→ Task prompt
Locate the line that contains "target: <item>asphalt driveway</item>". Retype it and every line after it to the end of the records, exactly, but not the pictures.
┄┄┄┄┄┄┄┄┄┄
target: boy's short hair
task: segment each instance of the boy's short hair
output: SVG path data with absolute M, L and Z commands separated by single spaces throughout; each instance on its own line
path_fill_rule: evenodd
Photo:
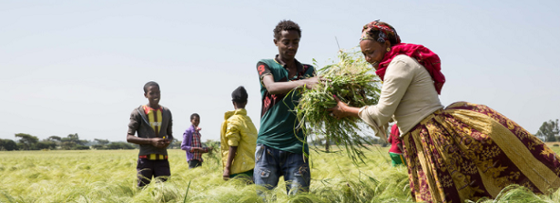
M 199 118 L 200 118 L 200 116 L 199 116 L 199 114 L 197 114 L 197 113 L 194 113 L 194 114 L 191 114 L 191 115 L 190 115 L 190 119 L 191 119 L 191 120 L 192 120 L 192 119 L 194 119 L 195 117 L 199 117 Z
M 156 83 L 155 81 L 149 81 L 146 83 L 146 85 L 144 85 L 144 93 L 148 93 L 148 88 L 149 88 L 152 86 L 158 86 L 158 88 L 159 88 L 159 84 Z
M 274 28 L 275 39 L 280 39 L 282 30 L 295 30 L 298 32 L 298 35 L 300 35 L 300 37 L 301 37 L 301 29 L 300 29 L 300 25 L 291 20 L 282 20 L 276 25 L 276 27 Z
M 237 87 L 231 93 L 231 101 L 235 103 L 245 103 L 247 102 L 247 90 L 245 90 L 245 87 L 242 86 Z

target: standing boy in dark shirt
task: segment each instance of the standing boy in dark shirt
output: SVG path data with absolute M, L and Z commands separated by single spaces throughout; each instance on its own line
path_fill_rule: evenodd
M 300 91 L 290 93 L 302 86 L 312 88 L 318 83 L 313 66 L 295 58 L 300 36 L 300 25 L 290 20 L 280 21 L 274 28 L 278 55 L 257 64 L 262 110 L 255 153 L 255 183 L 272 189 L 283 176 L 289 194 L 309 191 L 311 181 L 305 157 L 309 148 L 303 132 L 296 128 L 293 112 Z
M 132 111 L 127 134 L 127 142 L 140 145 L 137 165 L 138 187 L 149 184 L 152 177 L 166 181 L 171 175 L 167 149 L 169 140 L 173 140 L 171 111 L 159 106 L 158 83 L 150 81 L 144 85 L 144 96 L 148 103 Z

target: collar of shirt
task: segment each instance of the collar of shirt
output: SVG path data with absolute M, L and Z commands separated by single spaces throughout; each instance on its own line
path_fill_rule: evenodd
M 293 59 L 296 62 L 296 67 L 298 68 L 298 74 L 301 73 L 303 71 L 303 66 L 301 65 L 301 63 L 300 63 L 298 61 L 298 59 Z M 284 63 L 280 58 L 280 55 L 276 55 L 276 56 L 274 56 L 274 61 L 280 65 L 281 65 L 282 66 L 284 66 L 284 68 L 286 68 L 286 63 Z

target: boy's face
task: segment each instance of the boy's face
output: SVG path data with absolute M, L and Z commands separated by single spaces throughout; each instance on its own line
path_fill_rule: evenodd
M 195 127 L 199 127 L 199 124 L 200 124 L 200 117 L 195 117 L 194 118 L 190 119 L 190 123 L 192 123 L 192 125 Z
M 282 30 L 280 37 L 274 39 L 278 54 L 282 59 L 293 60 L 300 46 L 300 34 L 295 30 Z
M 144 96 L 148 98 L 150 106 L 158 106 L 159 104 L 159 87 L 157 86 L 150 86 L 148 87 L 148 92 L 144 93 Z

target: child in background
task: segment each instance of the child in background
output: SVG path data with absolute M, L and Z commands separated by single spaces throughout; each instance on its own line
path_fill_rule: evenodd
M 202 147 L 200 142 L 200 116 L 197 113 L 190 115 L 190 123 L 192 124 L 185 133 L 183 133 L 183 142 L 181 149 L 187 151 L 187 162 L 188 168 L 194 168 L 202 166 L 202 154 L 208 153 L 212 148 Z
M 148 105 L 130 114 L 127 141 L 140 145 L 137 165 L 137 186 L 149 184 L 152 177 L 166 181 L 171 175 L 168 161 L 168 146 L 173 140 L 171 111 L 159 106 L 159 85 L 150 81 L 144 85 Z M 136 137 L 135 134 L 138 135 Z
M 392 125 L 392 127 L 391 127 L 391 135 L 389 135 L 389 139 L 387 139 L 387 142 L 391 144 L 389 156 L 391 157 L 393 167 L 406 165 L 406 162 L 404 162 L 404 157 L 402 157 L 402 141 L 401 141 L 399 137 L 399 127 L 396 124 Z
M 231 93 L 233 111 L 225 114 L 221 124 L 221 161 L 224 180 L 244 175 L 252 181 L 257 147 L 257 128 L 247 116 L 247 90 L 239 86 Z

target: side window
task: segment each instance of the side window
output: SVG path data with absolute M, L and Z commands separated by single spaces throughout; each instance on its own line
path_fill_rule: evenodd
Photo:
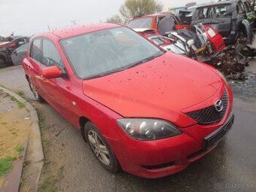
M 239 14 L 243 14 L 243 10 L 242 10 L 242 8 L 241 7 L 241 4 L 237 4 L 236 5 L 236 12 Z
M 249 4 L 248 2 L 245 2 L 245 6 L 247 7 L 248 12 L 252 11 L 252 6 Z
M 26 51 L 27 47 L 28 47 L 28 44 L 26 43 L 26 44 L 21 45 L 20 47 L 19 47 L 18 48 L 17 48 L 16 53 L 20 53 L 20 52 Z
M 198 14 L 196 17 L 197 20 L 205 19 L 208 17 L 208 8 L 200 8 L 198 10 Z
M 30 48 L 29 56 L 41 62 L 41 38 L 37 38 L 33 41 Z
M 226 17 L 227 16 L 224 16 L 224 14 L 227 12 L 227 5 L 220 5 L 215 6 L 215 14 L 217 17 Z
M 173 16 L 171 17 L 171 20 L 173 21 L 175 26 L 178 26 L 178 23 Z
M 245 12 L 246 12 L 246 13 L 249 12 L 249 10 L 248 10 L 248 8 L 247 5 L 246 5 L 245 2 Z
M 242 9 L 242 12 L 239 13 L 239 14 L 244 14 L 245 13 L 245 6 L 243 6 L 243 4 L 241 2 L 239 2 L 238 5 L 239 5 L 239 7 Z
M 62 59 L 54 44 L 49 39 L 43 39 L 43 59 L 42 64 L 46 66 L 57 66 L 63 67 Z

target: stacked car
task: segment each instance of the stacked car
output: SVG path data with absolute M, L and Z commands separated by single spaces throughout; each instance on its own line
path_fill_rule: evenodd
M 178 20 L 187 19 L 186 15 L 181 15 L 190 13 L 181 11 L 179 17 L 163 13 L 136 17 L 127 26 L 136 31 L 144 27 L 155 29 L 160 35 L 157 38 L 142 35 L 167 50 L 210 64 L 228 78 L 245 78 L 242 72 L 248 65 L 247 58 L 256 53 L 248 45 L 252 42 L 255 26 L 252 6 L 248 1 L 224 1 L 197 5 L 191 11 L 190 15 L 187 14 L 190 17 L 190 25 L 184 25 L 187 24 L 187 20 Z M 165 41 L 172 41 L 169 47 L 179 48 L 166 49 L 166 44 L 162 42 Z

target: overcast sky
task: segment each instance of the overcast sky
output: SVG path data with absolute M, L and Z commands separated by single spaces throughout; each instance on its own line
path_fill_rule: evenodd
M 76 20 L 78 25 L 104 22 L 117 14 L 125 0 L 0 0 L 0 35 L 32 35 L 55 28 L 63 28 Z M 198 4 L 210 0 L 158 0 L 169 7 Z

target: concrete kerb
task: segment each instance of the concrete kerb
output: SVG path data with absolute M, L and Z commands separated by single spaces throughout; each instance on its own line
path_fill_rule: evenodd
M 31 134 L 33 134 L 34 136 L 33 136 L 34 139 L 33 141 L 32 141 L 32 152 L 33 154 L 33 161 L 31 162 L 31 163 L 34 163 L 33 166 L 36 167 L 38 169 L 35 183 L 35 189 L 36 191 L 38 188 L 38 184 L 41 169 L 43 168 L 44 159 L 44 151 L 43 151 L 43 147 L 41 144 L 41 132 L 40 132 L 40 128 L 38 125 L 38 114 L 35 108 L 26 99 L 21 98 L 17 94 L 8 90 L 6 88 L 0 87 L 0 90 L 2 90 L 4 92 L 9 94 L 10 96 L 15 97 L 19 102 L 23 102 L 25 105 L 26 108 L 29 111 L 30 120 L 32 122 L 31 125 L 31 130 L 32 130 Z

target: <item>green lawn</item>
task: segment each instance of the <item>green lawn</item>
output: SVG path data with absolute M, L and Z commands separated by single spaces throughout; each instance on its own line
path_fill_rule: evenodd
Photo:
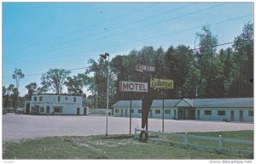
M 253 131 L 192 133 L 253 139 Z M 246 155 L 218 154 L 157 143 L 140 143 L 129 135 L 47 137 L 3 143 L 3 159 L 253 159 Z

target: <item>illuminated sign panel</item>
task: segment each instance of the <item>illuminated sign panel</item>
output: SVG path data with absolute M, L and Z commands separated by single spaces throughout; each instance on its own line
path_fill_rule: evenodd
M 173 80 L 151 78 L 150 88 L 158 89 L 173 89 Z
M 136 70 L 139 70 L 139 71 L 155 71 L 155 67 L 154 66 L 150 66 L 148 65 L 136 65 Z
M 119 82 L 120 92 L 148 92 L 148 83 L 135 82 Z

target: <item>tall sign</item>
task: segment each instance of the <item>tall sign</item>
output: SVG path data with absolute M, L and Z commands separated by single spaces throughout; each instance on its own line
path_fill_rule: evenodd
M 157 89 L 173 89 L 173 80 L 151 78 L 150 88 Z
M 137 65 L 136 70 L 142 71 L 154 71 L 155 67 L 151 66 L 149 65 Z
M 119 91 L 120 92 L 148 92 L 148 83 L 145 82 L 119 82 Z

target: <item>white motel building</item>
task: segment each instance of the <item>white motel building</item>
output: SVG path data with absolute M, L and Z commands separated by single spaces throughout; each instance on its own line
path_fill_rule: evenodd
M 30 115 L 88 115 L 82 105 L 82 95 L 35 94 L 25 102 L 25 113 Z
M 162 118 L 162 99 L 152 103 L 148 118 Z M 130 116 L 130 100 L 113 105 L 114 116 Z M 165 119 L 253 122 L 253 98 L 164 100 Z M 131 101 L 131 116 L 142 116 L 142 101 Z

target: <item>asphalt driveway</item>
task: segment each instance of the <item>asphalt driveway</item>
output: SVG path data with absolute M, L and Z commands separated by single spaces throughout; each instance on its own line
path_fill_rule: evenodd
M 105 134 L 106 116 L 30 116 L 8 113 L 3 116 L 3 140 L 47 136 L 89 136 Z M 108 133 L 129 133 L 129 118 L 108 117 Z M 140 118 L 132 118 L 131 133 L 141 127 Z M 161 130 L 161 119 L 148 119 L 148 130 Z M 253 130 L 253 123 L 165 120 L 165 132 L 218 132 Z

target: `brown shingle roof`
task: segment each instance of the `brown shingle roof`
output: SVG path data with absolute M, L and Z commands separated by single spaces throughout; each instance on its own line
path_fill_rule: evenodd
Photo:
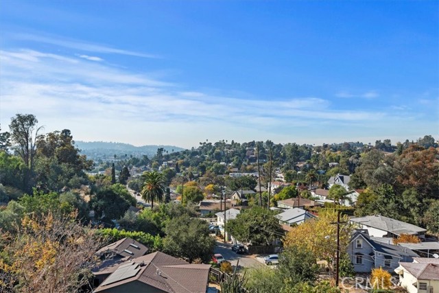
M 283 200 L 279 200 L 277 202 L 278 206 L 279 203 L 292 207 L 314 207 L 317 205 L 318 203 L 316 202 L 313 200 L 310 200 L 307 198 L 300 198 L 300 200 L 298 198 L 288 198 Z
M 439 265 L 428 263 L 404 263 L 399 264 L 418 279 L 439 280 Z
M 101 284 L 95 292 L 139 281 L 169 293 L 204 293 L 208 283 L 210 265 L 190 264 L 161 252 L 132 259 L 140 270 L 135 276 L 105 285 Z M 117 272 L 115 272 L 115 274 Z M 111 276 L 109 277 L 109 278 Z M 121 288 L 121 292 L 123 287 Z

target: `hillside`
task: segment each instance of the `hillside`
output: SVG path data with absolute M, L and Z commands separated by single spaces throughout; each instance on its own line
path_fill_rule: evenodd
┄┄┄┄┄┄┄┄┄┄
→ Task solution
target: <item>asphalt driveway</item>
task: segment each instance of the <item>asphalt driveway</item>
output: SVG path data with absolute M, L and Z commands separated by single spaces throughout; each instance on its own line
path_fill_rule: evenodd
M 105 134 L 106 116 L 30 116 L 8 113 L 3 116 L 3 140 L 47 136 L 89 136 Z M 108 133 L 129 133 L 129 118 L 108 117 Z M 140 118 L 132 118 L 131 133 L 141 127 Z M 161 130 L 161 119 L 148 119 L 148 130 Z M 253 130 L 253 123 L 165 120 L 165 132 L 218 132 Z

target: `brown shingle roof`
task: segment each instance of the `brown shingle roof`
output: SVG path data with absolute M, L and Z commands separated by single spaces throughout; each instance on its own line
path_fill_rule: evenodd
Photo:
M 283 200 L 279 200 L 277 202 L 278 206 L 279 203 L 292 207 L 314 207 L 317 205 L 318 203 L 316 202 L 313 200 L 310 200 L 307 198 L 300 198 L 300 200 L 298 198 L 288 198 Z
M 439 265 L 428 263 L 404 263 L 399 264 L 418 279 L 439 280 Z
M 101 284 L 95 292 L 139 281 L 169 293 L 204 293 L 208 283 L 210 265 L 190 264 L 161 252 L 132 259 L 140 270 L 135 276 L 105 285 Z M 117 272 L 115 272 L 115 274 Z M 111 276 L 109 277 L 109 278 Z M 121 288 L 121 292 L 123 287 Z

target: `hillside`
task: segment each instance of the `hillside`
output: SVG path data with absolute M, L and Z commands separated by single spaces throughout; each instance on its own line
path_fill_rule: evenodd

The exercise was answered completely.